Extract provided —
In high school, we used this to decide who went first in all kinds of games. I've mostly stopped wearing a watch these days, though, and I suspect using a cell phone as the target time would be kind of boring because it's synchronized with the network.
posted by heresiarch at 7:42 AM on July 18, 2006


There were a few months where my friends and I would use games of NBA Jam to decide practically everything - who was going to make the rice that night, who would do the dishes, etc. Usually, this ended up in us just playing NBA jam, and the thing-in-contention not actually happening.
posted by clcapps at 7:42 AM on July 18, 2006 [1 favorite]


So those of you who have used RPS or its variation, do you actually say, "Rock, Paper, Scissors!" or whatever ("Nuclear bomb, Cockroach, Foot!") when you stick out your hand?
We never did. You wouldn't want to slip and reveal your hand (so to speak).

[Stored items from a collection]
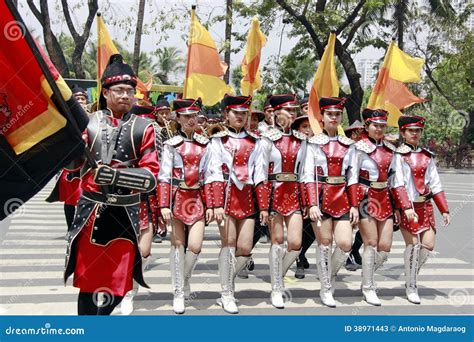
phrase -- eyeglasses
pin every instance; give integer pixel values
(122, 91)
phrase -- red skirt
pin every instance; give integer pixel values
(103, 268)
(69, 191)
(240, 203)
(426, 219)
(188, 206)
(286, 199)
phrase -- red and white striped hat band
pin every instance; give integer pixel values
(119, 78)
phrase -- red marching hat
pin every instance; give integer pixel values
(237, 103)
(162, 104)
(374, 115)
(332, 104)
(407, 121)
(187, 106)
(284, 101)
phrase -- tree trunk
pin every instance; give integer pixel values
(80, 40)
(52, 45)
(357, 93)
(138, 36)
(228, 37)
(400, 14)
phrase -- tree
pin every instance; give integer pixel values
(138, 36)
(80, 40)
(169, 63)
(312, 22)
(228, 37)
(50, 41)
(447, 50)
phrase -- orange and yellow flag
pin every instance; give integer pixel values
(204, 67)
(107, 48)
(390, 91)
(250, 63)
(325, 84)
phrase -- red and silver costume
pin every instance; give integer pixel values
(283, 155)
(235, 164)
(103, 244)
(422, 184)
(331, 162)
(103, 248)
(235, 155)
(183, 164)
(149, 210)
(329, 169)
(379, 174)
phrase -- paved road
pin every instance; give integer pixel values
(32, 251)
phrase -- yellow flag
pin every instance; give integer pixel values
(390, 91)
(250, 64)
(325, 84)
(204, 67)
(105, 48)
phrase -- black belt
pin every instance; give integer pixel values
(332, 179)
(373, 185)
(180, 183)
(424, 198)
(283, 177)
(112, 199)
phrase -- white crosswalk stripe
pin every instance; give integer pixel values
(32, 259)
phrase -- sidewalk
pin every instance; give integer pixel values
(456, 171)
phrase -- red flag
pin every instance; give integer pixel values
(40, 120)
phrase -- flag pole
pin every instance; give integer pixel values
(98, 57)
(191, 31)
(60, 102)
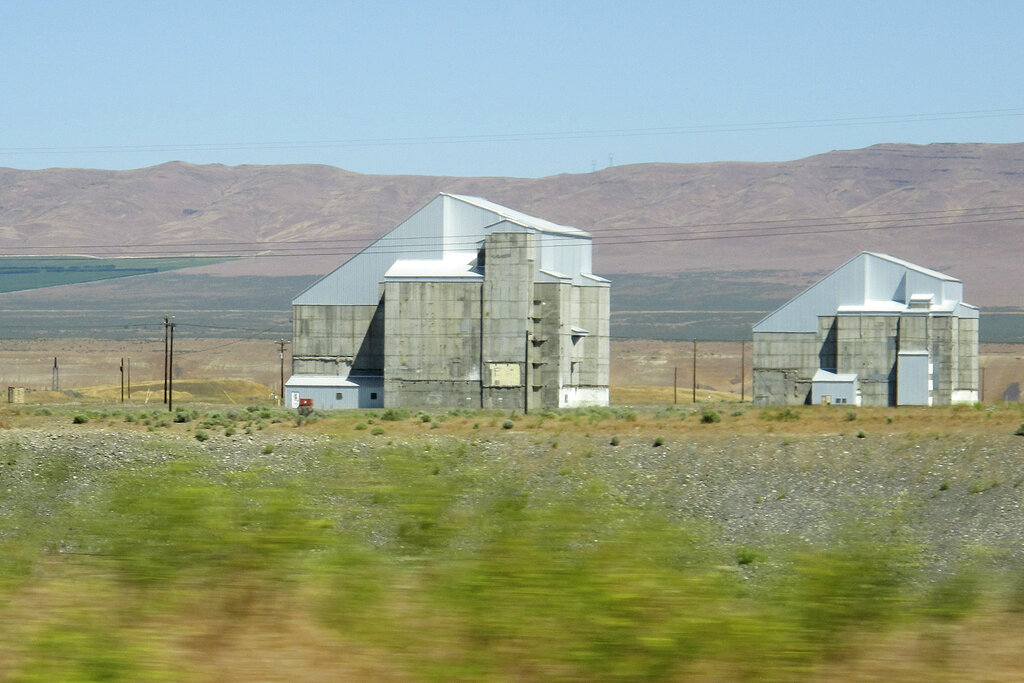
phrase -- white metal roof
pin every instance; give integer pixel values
(320, 380)
(449, 223)
(523, 219)
(914, 266)
(455, 264)
(869, 283)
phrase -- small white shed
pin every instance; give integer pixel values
(331, 392)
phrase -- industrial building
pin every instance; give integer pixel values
(877, 331)
(464, 304)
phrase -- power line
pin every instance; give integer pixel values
(431, 241)
(672, 233)
(524, 136)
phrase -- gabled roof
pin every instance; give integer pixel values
(870, 283)
(912, 266)
(420, 247)
(518, 217)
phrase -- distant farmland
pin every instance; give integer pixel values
(31, 272)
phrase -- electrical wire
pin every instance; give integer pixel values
(524, 136)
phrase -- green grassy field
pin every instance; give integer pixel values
(480, 546)
(30, 272)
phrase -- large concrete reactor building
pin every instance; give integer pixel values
(877, 331)
(464, 304)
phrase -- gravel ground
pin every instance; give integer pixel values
(954, 497)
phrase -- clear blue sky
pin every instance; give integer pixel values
(498, 88)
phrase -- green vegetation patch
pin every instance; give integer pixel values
(17, 272)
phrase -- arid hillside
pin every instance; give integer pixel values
(957, 208)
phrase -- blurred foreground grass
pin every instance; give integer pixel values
(431, 562)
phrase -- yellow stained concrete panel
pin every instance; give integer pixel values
(504, 374)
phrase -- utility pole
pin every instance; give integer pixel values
(694, 371)
(281, 351)
(167, 327)
(742, 372)
(525, 376)
(170, 373)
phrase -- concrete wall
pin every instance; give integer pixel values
(508, 307)
(867, 345)
(784, 363)
(506, 343)
(431, 344)
(337, 340)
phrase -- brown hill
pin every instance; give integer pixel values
(649, 218)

Tasks and exercises —
a – Render the records as a Markdown table with the columns "Row" and "Line", starting at the line that contains "phrase -- flag pole" and ending at the last line of the records. Leave out blank lines and the picture lines.
b – Write the next part of the discussion about settling who goes first, picking up after its final sentence.
The text and the records have nothing to do with each other.

Results for the exercise —
a –
| Row | Line |
|---|---|
| 1 | phrase -- flag pole |
| 2 | pin every instance; give integer pixel values |
| 3 | (98, 57) |
| 4 | (191, 31) |
| 5 | (60, 102) |
| 6 | phrase -- white metal roof |
| 7 | pin every instance; give integer pixel values |
| 8 | (320, 380) |
| 9 | (449, 223) |
| 10 | (523, 219) |
| 11 | (914, 266) |
| 12 | (455, 264) |
| 13 | (869, 283) |
| 14 | phrase -- small white shed |
| 15 | pin every instance; give integer pixel values |
| 16 | (331, 392) |
| 17 | phrase -- industrial building |
| 18 | pin every instance; give integer pixel values |
| 19 | (877, 331) |
| 20 | (464, 304) |
| 21 | phrase -- power line |
| 22 | pin every instance; give integer pixel values |
| 23 | (431, 241) |
| 24 | (672, 233) |
| 25 | (524, 136) |
| 26 | phrase -- gabled roof |
| 27 | pin every instance; give integer pixel values |
| 28 | (870, 283) |
| 29 | (912, 266) |
| 30 | (420, 247) |
| 31 | (518, 217) |
| 32 | phrase -- distant farmland |
| 33 | pin every instance; give integer pixel values |
| 34 | (31, 272) |
| 35 | phrase -- electrical wire |
| 36 | pin every instance; give integer pixel values |
| 37 | (524, 136) |
| 38 | phrase -- green grassy field |
| 39 | pin every instance; give integer pixel values |
| 40 | (480, 546) |
| 41 | (30, 272) |
| 42 | phrase -- large concrete reactor building |
| 43 | pin every instance; give integer pixel values |
| 44 | (877, 331) |
| 45 | (464, 304) |
| 46 | phrase -- gravel ground |
| 47 | pin every instance; give integer pixel values |
| 48 | (954, 497) |
| 49 | phrase -- clear blue sky |
| 50 | pin every instance; give integer pixel values |
| 51 | (498, 88) |
| 52 | phrase -- green vegetation patch |
| 53 | pin every instance; give integer pixel values |
| 54 | (17, 272) |
| 55 | phrase -- arid hillside |
| 56 | pin every instance; give integer pixel values |
| 57 | (957, 208) |
| 58 | phrase -- blurred foreground grass |
| 59 | pin every instance; give integer pixel values |
| 60 | (431, 562) |
| 61 | phrase -- yellow stained concrete panel |
| 62 | pin every instance; give integer pixel values |
| 63 | (504, 374) |
| 64 | phrase -- utility pole |
| 65 | pin every instance; give integer pixel values |
| 66 | (694, 371) |
| 67 | (281, 351) |
| 68 | (167, 327) |
| 69 | (742, 372) |
| 70 | (525, 376) |
| 71 | (170, 373) |
| 72 | phrase -- concrete wall |
| 73 | pin every instance; give integer pixel values |
| 74 | (508, 307) |
| 75 | (867, 345) |
| 76 | (784, 363) |
| 77 | (506, 343) |
| 78 | (431, 344) |
| 79 | (337, 340) |
| 80 | phrase -- brown hill |
| 81 | pin every instance; give integer pixel values |
| 82 | (649, 218) |

b –
At my house, Shotgun! on applied to the car. You had to call dibs anything else. "I call dibs on the Nitendo", or just "Dibs on the Nintendo".

As far as who got to go next, senority usually ruled after the first person (whoever's game it actually was, and then oldest to youngest).

We also used "Ink a Dink" and "Eenie Meenie Minie Moe".
posted by donajo at 7:44 AM on July 18, 2006


I remember doing potato-related counting as a kid. I always tried to encourage this versus 'whoever gets to the tree across the field first' trials because I was (am) short and weirdly prone to spraining my right ankle.

These days we usually use dice. And yes, I'll use whatever die I drag out of the big bag first. It's usually a d10.

(Did you see this page?)

I also have to add that I met someone who went to the world RPS comps once. He said he liked practicing against kids because they were 'more random' with their throws and that in adults, he could often size them up after talking to them for a while and predict the sort of throw they were prone to.
posted by cobaltnine at 7:46 AM on July 18, 2006


Shotgun!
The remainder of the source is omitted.